**Activity:** Output the entries underneath exactly as they are.
↓
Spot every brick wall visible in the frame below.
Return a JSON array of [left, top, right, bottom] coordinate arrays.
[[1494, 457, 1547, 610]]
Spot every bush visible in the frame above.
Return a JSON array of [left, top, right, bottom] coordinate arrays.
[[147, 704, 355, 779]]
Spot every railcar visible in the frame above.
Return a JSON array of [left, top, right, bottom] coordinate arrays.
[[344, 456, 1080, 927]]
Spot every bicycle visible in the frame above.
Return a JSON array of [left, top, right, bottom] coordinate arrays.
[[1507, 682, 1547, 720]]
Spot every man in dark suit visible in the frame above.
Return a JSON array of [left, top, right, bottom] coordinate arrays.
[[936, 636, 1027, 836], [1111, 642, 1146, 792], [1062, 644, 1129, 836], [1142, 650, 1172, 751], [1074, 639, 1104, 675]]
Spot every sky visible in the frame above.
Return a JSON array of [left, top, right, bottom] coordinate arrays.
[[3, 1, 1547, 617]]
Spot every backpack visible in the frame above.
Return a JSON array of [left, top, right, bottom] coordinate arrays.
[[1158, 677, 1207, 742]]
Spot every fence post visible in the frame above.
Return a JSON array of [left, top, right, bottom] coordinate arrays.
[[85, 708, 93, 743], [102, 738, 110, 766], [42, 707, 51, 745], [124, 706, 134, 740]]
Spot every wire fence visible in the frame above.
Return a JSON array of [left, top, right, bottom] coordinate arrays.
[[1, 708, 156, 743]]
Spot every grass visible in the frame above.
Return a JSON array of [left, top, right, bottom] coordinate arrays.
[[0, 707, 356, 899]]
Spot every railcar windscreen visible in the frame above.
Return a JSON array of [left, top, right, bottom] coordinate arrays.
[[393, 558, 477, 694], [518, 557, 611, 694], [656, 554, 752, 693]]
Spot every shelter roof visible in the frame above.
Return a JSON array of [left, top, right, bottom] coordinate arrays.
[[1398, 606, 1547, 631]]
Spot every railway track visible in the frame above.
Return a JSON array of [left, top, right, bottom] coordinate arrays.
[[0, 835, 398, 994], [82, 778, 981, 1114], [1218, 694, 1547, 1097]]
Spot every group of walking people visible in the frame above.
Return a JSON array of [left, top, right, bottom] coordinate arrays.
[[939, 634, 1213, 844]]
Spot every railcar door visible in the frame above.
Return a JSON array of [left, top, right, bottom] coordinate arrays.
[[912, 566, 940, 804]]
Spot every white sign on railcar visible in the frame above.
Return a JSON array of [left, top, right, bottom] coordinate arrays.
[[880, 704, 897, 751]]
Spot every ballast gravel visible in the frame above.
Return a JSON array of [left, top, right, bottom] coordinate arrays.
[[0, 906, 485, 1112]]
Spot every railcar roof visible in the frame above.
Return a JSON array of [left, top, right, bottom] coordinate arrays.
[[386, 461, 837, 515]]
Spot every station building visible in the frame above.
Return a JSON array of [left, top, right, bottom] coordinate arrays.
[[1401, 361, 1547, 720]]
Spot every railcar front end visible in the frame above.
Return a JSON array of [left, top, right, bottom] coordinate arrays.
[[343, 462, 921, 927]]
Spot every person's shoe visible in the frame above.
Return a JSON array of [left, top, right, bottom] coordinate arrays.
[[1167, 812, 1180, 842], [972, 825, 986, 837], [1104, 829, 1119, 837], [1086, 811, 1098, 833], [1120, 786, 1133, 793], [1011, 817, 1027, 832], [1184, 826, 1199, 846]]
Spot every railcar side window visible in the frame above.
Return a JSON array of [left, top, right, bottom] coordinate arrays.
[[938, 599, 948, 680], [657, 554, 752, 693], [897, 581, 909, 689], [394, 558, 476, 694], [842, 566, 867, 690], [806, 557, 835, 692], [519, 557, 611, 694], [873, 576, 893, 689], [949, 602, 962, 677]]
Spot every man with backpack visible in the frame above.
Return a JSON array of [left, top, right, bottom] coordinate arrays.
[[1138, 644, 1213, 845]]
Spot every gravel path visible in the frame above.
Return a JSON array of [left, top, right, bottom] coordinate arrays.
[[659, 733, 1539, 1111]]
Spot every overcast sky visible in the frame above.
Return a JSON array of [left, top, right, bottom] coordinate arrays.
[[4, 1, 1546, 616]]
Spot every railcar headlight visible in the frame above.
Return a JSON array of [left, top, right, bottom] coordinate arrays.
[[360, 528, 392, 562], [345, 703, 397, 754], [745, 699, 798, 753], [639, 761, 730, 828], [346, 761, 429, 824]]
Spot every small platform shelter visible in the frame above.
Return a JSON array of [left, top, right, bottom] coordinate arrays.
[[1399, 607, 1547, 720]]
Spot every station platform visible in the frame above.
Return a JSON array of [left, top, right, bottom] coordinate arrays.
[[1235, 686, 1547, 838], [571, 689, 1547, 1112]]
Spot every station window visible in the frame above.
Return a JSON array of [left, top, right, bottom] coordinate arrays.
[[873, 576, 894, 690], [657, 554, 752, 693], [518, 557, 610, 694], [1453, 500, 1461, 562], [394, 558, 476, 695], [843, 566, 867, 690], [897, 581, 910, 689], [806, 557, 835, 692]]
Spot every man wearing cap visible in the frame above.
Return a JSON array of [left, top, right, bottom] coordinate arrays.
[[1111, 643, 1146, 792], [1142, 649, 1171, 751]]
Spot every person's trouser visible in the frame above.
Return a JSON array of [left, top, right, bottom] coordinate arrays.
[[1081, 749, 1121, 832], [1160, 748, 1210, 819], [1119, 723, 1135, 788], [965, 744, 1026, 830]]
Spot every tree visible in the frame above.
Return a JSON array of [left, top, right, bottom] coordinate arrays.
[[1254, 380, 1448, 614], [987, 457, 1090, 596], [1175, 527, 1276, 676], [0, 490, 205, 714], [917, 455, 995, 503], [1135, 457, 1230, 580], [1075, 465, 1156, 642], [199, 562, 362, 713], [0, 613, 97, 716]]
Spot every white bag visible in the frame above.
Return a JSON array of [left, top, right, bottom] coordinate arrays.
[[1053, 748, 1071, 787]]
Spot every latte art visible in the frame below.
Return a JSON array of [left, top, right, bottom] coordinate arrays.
↑
**Answer box:**
Spot every brick wall visible in the frame below.
Return a JSON array of [left, top, right, bottom] coordinate arrays.
[[1494, 457, 1547, 610]]
Spot every bush visible in the frame above.
Return a JSON array of [left, top, right, bottom] coordinate arrays.
[[147, 704, 355, 779]]
Spot every railcar visible in the frame above.
Return a JSON array of [left, top, right, bottom] coordinate arrays.
[[344, 456, 1080, 927]]
Spot every bicycle visible in the frame above.
Return a JSON array of [left, top, right, bottom] coordinate arrays.
[[1507, 682, 1547, 720]]
Spot every man in dark suit visible in the frame above.
Return a JSON array of [left, top, right, bottom] coordinate arrays.
[[936, 636, 1027, 836], [1111, 642, 1146, 792], [1062, 644, 1129, 836], [1142, 650, 1172, 751], [1074, 639, 1104, 675]]
Spot every sky visible in the frame above.
Return a JSON array of [left, top, right, bottom] coordinate arrays.
[[3, 1, 1547, 617]]
Spot every backpack visible in the frame above.
Return a JSON array of [left, top, right, bottom] coordinate arrays.
[[1158, 677, 1207, 742]]
Spot every fence post visible in the frame above.
Return a JSON array of [left, top, right, bottom] coordinate arrays.
[[85, 708, 93, 743], [102, 738, 110, 766], [42, 707, 51, 745], [124, 706, 134, 740]]
Spot every wire fence visible in the frame above.
Return a JSON array of [left, top, right, bottom] coordinate arrays.
[[1, 708, 156, 743]]
Spot every grass visible in the frame above.
Return a JSON array of [left, top, right, bottom] coordinate arrays.
[[0, 707, 356, 899]]
Spot every railcar windscreen visible in the frame above.
Return a JSON array of [left, top, right, bottom] coordinate arrays.
[[393, 558, 477, 694], [518, 557, 611, 694], [656, 554, 752, 693]]
Spot every shelter roof visible in the frame above.
Return a JSON array of [left, top, right, bottom] coordinate arrays.
[[1398, 606, 1547, 631]]
Spot every railway track visible in the frame above.
Return a JSON array of [left, top, right, bottom] coordinate arrays.
[[0, 835, 398, 994], [82, 778, 981, 1114], [1218, 694, 1547, 1097]]
Spot every group of walking people visible in the frame above.
Return a JSON array of [left, top, right, bottom] coordinate arrays.
[[939, 634, 1213, 844]]
Spot every railcar door visible in the frame above.
Return a JSON array of [left, top, right, bottom] coordinate arrays.
[[912, 566, 940, 804]]
Spot every white sign on railcar visible in the frame above.
Return a JSON array of [left, top, right, bottom] coordinate arrays.
[[880, 704, 897, 751]]
Spot every ballast gravel visible in the frame above.
Return a JSON array of [left, top, right, bottom] coordinate arrays.
[[0, 906, 485, 1112]]
Spot every railcar roof visible in the frame above.
Return a JSON array of [left, top, right, bottom] coordinate arrays.
[[386, 461, 837, 515]]
Spot every station building visible in the frame above.
Return a JSON array of [left, top, right, bottom] coordinate arrays.
[[1401, 361, 1547, 720]]
Spot every railcar front end visible in the frame above.
Return a JSON array of [left, top, right, bottom] coordinate arrays.
[[343, 462, 921, 927]]
Spot every person's shoe visible in the frame above.
Return a JSON array of [left, top, right, bottom] coordinate arrays.
[[1167, 812, 1180, 842], [972, 825, 986, 837], [1104, 829, 1119, 837], [1086, 811, 1098, 833], [1120, 786, 1133, 793], [1011, 817, 1027, 832], [1184, 826, 1199, 846]]
Spot every railcar side window visible in the frame above.
Return a JSON array of [left, top, right, bottom] coordinate arrays.
[[938, 599, 948, 680], [657, 554, 752, 693], [897, 581, 909, 689], [394, 558, 476, 694], [842, 566, 867, 690], [806, 557, 835, 692], [519, 557, 611, 694], [873, 576, 893, 689], [949, 602, 962, 677]]
Spot every man with backpack visible in the frame above.
Return a JSON array of [left, top, right, bottom] coordinate arrays.
[[1138, 644, 1213, 845]]
Spot every gravel path visible in the frame above.
Return a JSON array of [left, top, right, bottom] coordinate arrays.
[[659, 733, 1539, 1111]]
Spot every overcast sky visible in the frame above.
Return a JSON array of [left, top, right, bottom] coordinate arrays.
[[4, 1, 1546, 616]]
Spot every railcar headlight visible in the frame above.
Return a JSON array of [left, top, right, bottom] coordinate arrays.
[[360, 528, 392, 562], [345, 703, 397, 754], [745, 699, 798, 753], [639, 761, 730, 828], [346, 761, 429, 824]]
Spot every small platform shelter visible in the frame above.
Return a JSON array of [left, top, right, bottom] coordinate arrays.
[[1399, 607, 1547, 720]]
Spot every station platform visible in the frame above.
Return a JSON array of [left, top, right, bottom] coordinate arrays.
[[1235, 686, 1547, 838], [571, 689, 1547, 1112]]
Spot every station window visible in the frame above.
Return a JSON array of [left, top, right, bottom] coordinate arrays.
[[873, 576, 894, 690], [657, 554, 752, 693], [518, 557, 610, 694], [1453, 500, 1461, 562], [394, 558, 476, 695], [843, 566, 867, 690], [897, 581, 910, 689], [806, 557, 835, 692]]
Spot every man wearing cap visible in the frame above.
Return a JSON array of [left, top, right, bottom] coordinate arrays.
[[1111, 643, 1146, 792], [1142, 649, 1171, 751]]
Spot every person's trouser visible in the frame above.
Return a JSON array of [left, top, right, bottom] coordinate arrays.
[[1081, 749, 1121, 832], [1160, 748, 1210, 819], [1119, 723, 1135, 788], [965, 744, 1026, 830]]
Spot every tree visible in the frame above.
Return a JSON array of [left, top, right, bottom] coordinate arrays.
[[1254, 380, 1448, 614], [987, 457, 1090, 596], [1175, 527, 1276, 676], [0, 490, 205, 714], [917, 455, 995, 503], [1135, 457, 1230, 580], [1075, 465, 1156, 642], [199, 562, 362, 713], [0, 613, 97, 716]]
Spot every white bag visible in the frame above.
Return a JSON array of [left, top, right, bottom] coordinate arrays.
[[1053, 748, 1071, 787]]
Spot every latte art visible in the frame below.
Return a JSON array of [left, top, right, bottom] coordinate arrays.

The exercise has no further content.